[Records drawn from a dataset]
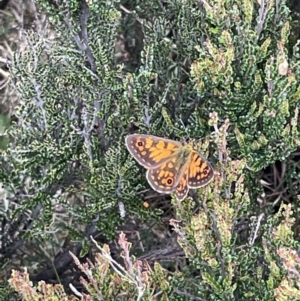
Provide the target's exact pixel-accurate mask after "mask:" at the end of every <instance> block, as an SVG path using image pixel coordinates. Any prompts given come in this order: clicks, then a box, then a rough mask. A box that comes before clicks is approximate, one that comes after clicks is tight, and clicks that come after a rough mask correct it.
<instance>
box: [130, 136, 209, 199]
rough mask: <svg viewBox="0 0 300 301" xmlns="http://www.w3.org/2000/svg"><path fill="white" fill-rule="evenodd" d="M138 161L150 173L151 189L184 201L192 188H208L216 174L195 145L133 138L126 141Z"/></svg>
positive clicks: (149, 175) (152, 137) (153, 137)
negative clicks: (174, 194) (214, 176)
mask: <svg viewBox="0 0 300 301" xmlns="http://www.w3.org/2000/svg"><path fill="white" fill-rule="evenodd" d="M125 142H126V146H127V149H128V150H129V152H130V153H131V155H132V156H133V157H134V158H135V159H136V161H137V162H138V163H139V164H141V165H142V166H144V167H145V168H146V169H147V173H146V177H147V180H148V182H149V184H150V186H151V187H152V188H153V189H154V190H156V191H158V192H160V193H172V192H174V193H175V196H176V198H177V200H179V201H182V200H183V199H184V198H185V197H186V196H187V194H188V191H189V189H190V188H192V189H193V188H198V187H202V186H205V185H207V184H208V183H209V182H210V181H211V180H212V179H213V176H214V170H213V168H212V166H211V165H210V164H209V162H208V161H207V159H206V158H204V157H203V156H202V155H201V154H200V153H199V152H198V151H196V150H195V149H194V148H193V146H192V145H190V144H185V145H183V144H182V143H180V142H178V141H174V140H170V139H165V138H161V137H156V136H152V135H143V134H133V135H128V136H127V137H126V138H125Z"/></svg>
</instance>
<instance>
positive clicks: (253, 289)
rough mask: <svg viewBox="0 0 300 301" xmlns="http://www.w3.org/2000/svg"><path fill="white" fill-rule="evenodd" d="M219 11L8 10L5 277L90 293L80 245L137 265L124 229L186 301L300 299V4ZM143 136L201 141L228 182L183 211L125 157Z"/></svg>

--

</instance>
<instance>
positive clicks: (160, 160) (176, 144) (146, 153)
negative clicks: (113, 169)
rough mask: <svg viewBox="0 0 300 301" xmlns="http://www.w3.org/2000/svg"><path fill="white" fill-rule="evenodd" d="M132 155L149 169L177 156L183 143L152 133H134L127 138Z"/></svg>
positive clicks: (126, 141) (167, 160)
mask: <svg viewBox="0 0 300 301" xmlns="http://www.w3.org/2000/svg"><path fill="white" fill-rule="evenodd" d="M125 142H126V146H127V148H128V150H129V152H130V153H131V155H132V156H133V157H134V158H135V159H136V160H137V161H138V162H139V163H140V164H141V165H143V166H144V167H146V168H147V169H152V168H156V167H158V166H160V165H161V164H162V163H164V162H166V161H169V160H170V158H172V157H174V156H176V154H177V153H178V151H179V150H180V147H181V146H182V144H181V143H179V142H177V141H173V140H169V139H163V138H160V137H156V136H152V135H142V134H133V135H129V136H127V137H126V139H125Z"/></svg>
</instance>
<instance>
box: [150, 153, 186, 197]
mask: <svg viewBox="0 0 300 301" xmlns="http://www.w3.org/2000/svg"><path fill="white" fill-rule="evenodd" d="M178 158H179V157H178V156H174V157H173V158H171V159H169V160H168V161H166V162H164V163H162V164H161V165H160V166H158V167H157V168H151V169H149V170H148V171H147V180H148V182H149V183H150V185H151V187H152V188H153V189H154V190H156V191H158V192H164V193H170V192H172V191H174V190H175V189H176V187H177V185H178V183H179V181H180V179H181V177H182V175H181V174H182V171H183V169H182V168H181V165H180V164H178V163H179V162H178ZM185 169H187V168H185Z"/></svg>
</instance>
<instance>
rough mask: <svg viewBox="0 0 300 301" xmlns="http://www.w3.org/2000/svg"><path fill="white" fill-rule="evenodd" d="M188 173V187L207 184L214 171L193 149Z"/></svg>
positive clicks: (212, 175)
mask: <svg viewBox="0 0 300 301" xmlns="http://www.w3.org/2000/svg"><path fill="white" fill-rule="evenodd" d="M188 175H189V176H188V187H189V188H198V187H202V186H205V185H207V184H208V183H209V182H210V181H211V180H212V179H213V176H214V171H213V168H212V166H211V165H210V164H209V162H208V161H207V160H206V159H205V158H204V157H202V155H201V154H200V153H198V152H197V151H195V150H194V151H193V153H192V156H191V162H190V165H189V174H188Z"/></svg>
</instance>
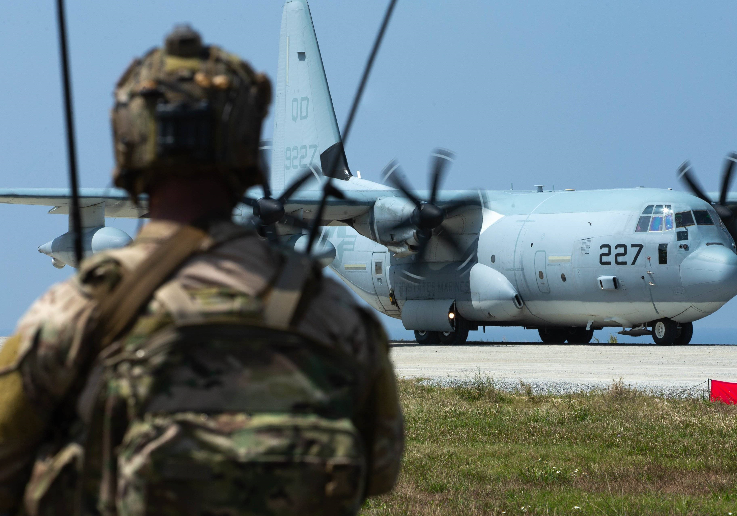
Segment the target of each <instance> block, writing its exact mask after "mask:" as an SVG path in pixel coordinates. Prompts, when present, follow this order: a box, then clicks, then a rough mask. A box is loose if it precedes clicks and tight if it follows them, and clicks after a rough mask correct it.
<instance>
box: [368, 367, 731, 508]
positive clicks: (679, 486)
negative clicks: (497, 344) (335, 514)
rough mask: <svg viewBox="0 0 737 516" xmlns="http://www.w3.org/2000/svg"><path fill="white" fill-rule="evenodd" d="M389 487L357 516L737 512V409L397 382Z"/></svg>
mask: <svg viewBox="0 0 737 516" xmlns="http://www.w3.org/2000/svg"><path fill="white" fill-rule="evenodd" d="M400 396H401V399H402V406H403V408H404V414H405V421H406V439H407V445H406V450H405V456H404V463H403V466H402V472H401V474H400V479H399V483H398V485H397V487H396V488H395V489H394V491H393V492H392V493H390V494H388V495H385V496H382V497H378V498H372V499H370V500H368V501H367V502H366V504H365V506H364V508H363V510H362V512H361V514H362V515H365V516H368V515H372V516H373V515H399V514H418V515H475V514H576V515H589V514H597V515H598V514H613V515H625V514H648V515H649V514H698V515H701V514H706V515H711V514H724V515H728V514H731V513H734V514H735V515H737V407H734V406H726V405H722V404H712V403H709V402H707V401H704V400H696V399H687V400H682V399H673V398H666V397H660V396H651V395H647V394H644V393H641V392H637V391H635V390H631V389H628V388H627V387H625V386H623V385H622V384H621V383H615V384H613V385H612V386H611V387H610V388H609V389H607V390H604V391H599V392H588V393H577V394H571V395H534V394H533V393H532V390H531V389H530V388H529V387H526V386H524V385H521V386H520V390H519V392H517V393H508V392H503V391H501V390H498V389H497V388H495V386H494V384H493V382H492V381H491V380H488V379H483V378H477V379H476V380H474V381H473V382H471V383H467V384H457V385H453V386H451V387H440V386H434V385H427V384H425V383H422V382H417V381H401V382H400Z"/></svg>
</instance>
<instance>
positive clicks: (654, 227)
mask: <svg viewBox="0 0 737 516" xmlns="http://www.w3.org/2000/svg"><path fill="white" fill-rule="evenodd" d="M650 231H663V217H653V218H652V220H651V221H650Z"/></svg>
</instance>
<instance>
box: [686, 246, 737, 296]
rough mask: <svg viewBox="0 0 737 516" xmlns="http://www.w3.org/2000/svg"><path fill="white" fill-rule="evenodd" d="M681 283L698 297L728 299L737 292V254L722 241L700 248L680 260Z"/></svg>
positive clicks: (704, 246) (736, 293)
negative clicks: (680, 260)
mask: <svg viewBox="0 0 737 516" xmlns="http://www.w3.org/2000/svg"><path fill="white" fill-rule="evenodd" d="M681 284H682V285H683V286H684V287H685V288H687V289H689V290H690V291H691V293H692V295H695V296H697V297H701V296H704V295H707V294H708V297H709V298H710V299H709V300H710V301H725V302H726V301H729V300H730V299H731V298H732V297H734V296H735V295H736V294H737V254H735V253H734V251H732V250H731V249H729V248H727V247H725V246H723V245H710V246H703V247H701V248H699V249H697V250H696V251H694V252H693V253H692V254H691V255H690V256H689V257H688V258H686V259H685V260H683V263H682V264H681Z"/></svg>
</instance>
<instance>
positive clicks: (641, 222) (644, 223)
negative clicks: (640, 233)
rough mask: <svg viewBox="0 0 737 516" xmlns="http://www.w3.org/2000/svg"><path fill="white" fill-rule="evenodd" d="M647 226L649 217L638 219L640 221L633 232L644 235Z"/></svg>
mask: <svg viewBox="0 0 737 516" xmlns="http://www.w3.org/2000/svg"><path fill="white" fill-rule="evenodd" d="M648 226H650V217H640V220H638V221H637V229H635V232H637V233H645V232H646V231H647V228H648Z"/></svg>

> _ASSIGNMENT_:
Once you have counted every line above that contains the string "correct", give that number and nothing more.

> _PROBLEM SOLUTION_:
2